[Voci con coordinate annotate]
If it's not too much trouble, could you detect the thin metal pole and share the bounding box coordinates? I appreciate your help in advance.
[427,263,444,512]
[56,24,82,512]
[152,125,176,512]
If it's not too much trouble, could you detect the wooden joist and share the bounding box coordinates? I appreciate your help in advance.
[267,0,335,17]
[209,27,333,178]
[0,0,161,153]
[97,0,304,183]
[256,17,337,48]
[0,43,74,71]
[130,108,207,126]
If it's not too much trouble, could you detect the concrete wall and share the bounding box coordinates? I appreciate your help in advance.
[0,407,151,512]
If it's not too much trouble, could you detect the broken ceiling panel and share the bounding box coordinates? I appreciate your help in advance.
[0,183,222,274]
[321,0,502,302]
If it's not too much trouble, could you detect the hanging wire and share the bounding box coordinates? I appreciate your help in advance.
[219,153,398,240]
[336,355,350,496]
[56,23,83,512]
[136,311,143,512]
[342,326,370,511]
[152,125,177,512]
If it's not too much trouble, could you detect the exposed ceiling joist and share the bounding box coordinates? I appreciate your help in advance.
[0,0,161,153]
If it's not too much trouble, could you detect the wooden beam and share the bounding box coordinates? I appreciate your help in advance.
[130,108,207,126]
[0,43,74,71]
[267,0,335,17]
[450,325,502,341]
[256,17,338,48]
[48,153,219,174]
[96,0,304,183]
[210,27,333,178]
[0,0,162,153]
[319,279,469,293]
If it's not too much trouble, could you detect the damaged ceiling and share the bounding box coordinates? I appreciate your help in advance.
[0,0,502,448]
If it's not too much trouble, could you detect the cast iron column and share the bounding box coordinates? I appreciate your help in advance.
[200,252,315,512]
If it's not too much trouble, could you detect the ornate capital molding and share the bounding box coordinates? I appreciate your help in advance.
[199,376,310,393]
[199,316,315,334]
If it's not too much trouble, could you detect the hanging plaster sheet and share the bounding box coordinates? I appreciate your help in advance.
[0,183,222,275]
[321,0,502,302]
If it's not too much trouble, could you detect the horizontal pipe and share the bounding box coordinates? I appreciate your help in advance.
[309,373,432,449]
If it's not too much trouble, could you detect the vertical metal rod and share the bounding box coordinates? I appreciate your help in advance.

...

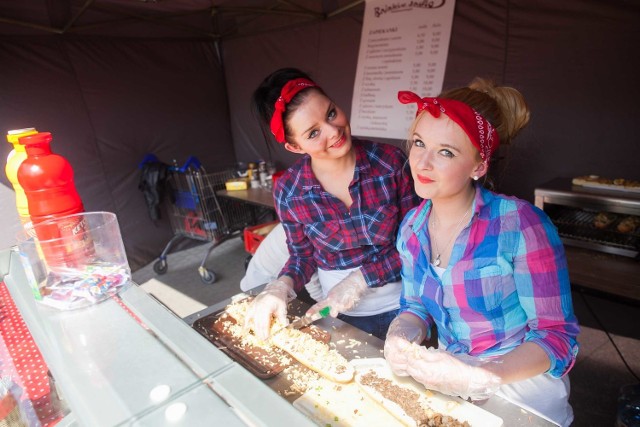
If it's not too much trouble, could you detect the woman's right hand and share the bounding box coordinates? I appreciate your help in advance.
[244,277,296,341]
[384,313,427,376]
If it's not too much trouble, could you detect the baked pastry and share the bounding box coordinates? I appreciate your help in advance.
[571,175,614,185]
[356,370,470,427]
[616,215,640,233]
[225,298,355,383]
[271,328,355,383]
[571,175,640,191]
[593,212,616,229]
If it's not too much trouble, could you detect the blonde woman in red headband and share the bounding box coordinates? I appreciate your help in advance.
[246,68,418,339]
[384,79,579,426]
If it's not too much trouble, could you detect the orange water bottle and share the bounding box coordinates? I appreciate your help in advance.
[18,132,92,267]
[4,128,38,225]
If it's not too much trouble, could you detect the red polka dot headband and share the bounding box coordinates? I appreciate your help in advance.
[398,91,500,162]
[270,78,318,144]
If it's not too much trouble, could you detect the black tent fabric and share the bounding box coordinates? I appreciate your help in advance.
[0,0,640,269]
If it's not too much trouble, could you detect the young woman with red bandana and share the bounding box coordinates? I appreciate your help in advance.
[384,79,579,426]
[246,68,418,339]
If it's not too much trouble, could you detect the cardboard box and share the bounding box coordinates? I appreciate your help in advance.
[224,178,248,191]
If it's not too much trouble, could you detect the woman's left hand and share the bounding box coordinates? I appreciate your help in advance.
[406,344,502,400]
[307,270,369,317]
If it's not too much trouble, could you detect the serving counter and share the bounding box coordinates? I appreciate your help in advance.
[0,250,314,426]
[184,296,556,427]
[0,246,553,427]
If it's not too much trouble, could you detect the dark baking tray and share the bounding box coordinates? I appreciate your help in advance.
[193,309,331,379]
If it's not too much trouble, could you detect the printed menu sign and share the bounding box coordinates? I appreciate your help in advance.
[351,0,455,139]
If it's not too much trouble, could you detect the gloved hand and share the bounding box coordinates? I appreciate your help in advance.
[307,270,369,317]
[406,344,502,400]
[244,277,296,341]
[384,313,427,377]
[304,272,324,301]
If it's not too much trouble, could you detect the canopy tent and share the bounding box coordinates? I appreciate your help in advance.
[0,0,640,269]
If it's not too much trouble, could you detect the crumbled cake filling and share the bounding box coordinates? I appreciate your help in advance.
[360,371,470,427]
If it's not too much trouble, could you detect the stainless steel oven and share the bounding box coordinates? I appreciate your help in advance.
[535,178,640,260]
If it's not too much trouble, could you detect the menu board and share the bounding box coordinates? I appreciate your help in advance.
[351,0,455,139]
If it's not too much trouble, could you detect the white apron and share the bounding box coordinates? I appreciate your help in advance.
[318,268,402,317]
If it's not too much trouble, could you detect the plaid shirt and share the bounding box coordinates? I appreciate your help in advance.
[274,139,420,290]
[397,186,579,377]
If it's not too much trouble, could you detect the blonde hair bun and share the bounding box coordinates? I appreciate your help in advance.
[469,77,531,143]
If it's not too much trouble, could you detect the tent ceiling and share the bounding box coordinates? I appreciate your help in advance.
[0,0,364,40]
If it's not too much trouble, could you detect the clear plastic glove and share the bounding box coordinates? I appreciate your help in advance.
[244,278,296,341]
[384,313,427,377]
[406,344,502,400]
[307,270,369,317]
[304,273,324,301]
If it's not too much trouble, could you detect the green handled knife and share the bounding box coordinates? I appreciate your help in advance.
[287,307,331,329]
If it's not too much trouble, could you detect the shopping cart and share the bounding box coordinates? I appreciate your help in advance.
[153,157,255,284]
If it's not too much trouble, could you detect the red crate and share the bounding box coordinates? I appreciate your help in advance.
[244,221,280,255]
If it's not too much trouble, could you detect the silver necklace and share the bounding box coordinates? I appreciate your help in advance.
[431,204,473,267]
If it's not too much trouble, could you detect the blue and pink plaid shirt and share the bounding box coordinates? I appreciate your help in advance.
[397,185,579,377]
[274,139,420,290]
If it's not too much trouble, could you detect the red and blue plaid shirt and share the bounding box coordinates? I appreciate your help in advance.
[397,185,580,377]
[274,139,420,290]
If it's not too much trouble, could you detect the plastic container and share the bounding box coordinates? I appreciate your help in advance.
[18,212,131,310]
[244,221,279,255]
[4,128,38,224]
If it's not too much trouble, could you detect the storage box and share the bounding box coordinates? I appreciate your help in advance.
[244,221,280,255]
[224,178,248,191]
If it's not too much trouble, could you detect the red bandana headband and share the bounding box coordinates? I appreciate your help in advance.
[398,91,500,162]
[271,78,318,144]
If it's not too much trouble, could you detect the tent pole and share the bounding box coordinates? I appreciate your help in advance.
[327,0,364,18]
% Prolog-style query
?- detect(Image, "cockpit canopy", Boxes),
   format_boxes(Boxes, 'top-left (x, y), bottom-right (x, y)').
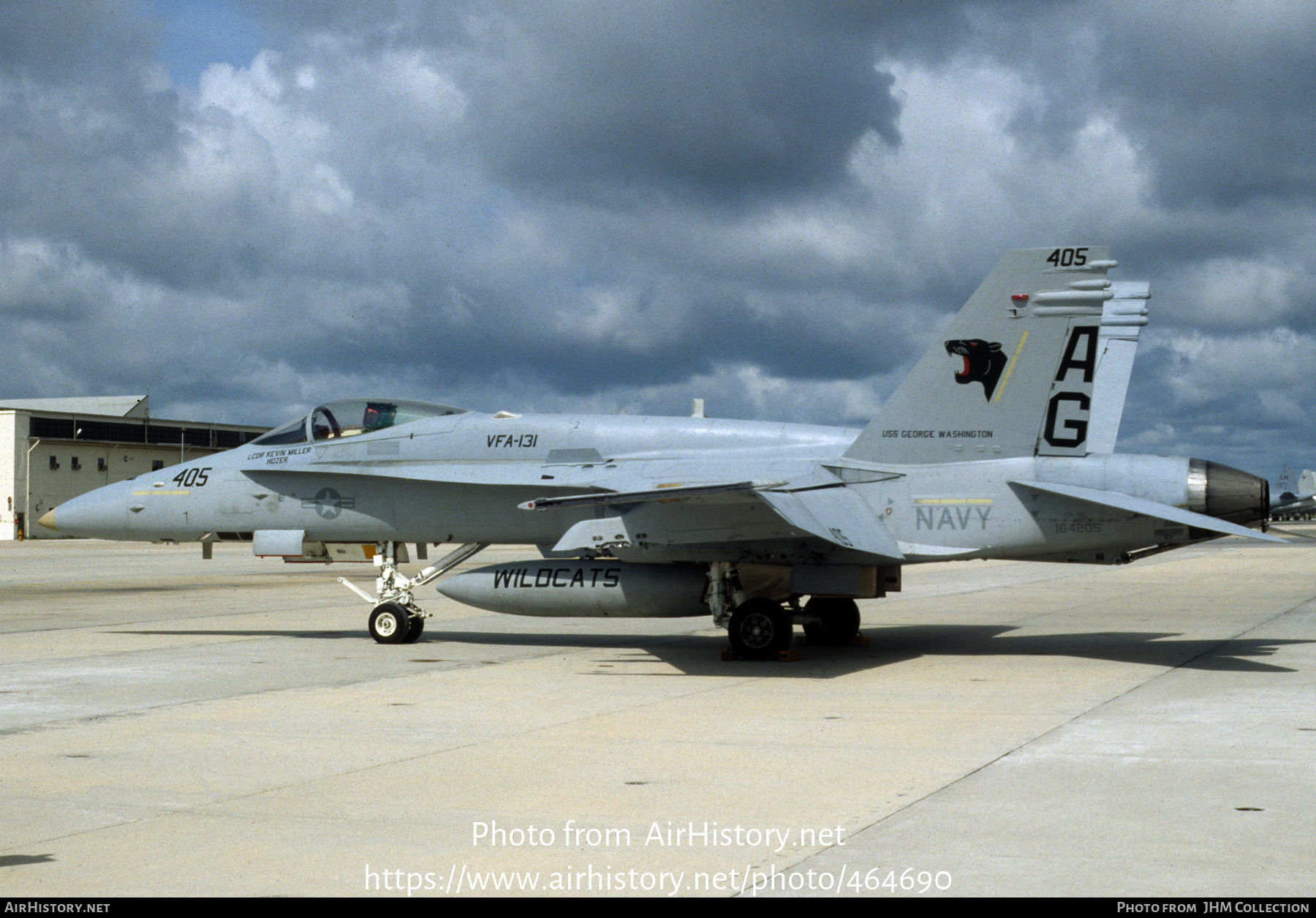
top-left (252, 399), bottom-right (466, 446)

* * *

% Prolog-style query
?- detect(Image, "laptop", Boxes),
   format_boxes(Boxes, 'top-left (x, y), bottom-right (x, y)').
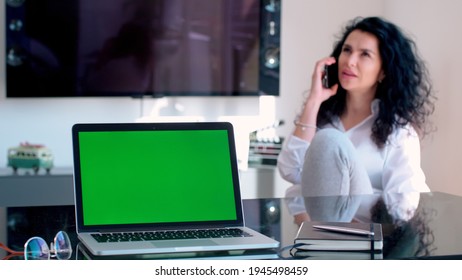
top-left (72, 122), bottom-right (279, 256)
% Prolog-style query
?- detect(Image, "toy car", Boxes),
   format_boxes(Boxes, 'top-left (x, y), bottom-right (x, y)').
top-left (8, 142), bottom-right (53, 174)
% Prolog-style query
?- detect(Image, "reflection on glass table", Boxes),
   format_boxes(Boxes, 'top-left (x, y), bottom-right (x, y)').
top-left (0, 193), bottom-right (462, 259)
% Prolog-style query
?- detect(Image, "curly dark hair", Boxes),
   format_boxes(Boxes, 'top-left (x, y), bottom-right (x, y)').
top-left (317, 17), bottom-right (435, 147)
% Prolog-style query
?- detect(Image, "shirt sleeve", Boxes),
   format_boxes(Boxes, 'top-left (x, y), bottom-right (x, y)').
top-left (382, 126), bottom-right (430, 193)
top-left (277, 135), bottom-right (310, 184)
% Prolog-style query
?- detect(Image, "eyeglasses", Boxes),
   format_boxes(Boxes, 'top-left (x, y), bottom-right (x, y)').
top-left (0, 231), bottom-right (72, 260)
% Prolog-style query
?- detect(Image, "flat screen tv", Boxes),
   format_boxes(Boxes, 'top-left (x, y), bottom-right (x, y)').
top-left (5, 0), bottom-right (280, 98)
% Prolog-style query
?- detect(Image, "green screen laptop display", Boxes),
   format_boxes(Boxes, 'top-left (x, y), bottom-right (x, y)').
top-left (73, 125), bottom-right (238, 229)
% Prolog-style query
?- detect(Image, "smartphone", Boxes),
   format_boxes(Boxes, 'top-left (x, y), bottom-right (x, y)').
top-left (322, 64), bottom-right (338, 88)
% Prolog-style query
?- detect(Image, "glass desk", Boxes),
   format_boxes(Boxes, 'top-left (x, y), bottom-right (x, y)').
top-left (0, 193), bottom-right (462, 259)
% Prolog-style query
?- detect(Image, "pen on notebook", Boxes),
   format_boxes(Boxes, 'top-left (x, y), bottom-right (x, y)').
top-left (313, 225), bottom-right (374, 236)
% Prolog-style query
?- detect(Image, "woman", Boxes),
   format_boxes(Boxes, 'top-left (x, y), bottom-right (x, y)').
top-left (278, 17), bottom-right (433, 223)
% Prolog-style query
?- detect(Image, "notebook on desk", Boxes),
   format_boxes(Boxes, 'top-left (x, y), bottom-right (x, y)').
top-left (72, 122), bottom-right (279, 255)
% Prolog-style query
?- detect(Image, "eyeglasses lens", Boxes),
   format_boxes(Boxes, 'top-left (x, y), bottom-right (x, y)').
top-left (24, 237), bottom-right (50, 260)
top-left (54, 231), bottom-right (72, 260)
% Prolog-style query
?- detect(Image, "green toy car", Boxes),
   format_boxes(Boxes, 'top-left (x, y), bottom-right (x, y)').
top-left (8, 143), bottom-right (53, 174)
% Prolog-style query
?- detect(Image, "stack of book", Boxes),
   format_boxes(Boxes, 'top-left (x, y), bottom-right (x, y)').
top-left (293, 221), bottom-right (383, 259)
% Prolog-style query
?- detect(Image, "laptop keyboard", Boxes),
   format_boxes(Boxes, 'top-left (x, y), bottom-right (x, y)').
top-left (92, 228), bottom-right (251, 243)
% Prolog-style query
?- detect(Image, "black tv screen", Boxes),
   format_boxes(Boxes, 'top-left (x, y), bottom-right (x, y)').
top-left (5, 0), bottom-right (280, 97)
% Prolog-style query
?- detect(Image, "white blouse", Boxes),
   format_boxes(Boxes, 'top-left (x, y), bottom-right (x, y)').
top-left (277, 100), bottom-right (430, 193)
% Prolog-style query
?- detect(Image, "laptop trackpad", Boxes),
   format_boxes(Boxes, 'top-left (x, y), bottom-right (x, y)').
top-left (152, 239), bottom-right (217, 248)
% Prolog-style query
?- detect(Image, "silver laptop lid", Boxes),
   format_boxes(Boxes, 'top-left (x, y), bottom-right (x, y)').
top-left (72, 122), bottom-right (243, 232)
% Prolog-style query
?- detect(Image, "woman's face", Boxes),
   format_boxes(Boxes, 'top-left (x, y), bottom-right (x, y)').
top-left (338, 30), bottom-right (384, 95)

REQUISITI DEL COMPITO
Mostra ogni riga delle voci qui sopra che contiene la parola "dark". Le maiuscole e le minuscole contano.

RISPOSTA AL COMPITO
If it's not too much trouble, could you detect the dark baking tray and share the bounding box coordinates? I appreciate your help in advance.
?- detect(Image, "curly dark hair", Boxes),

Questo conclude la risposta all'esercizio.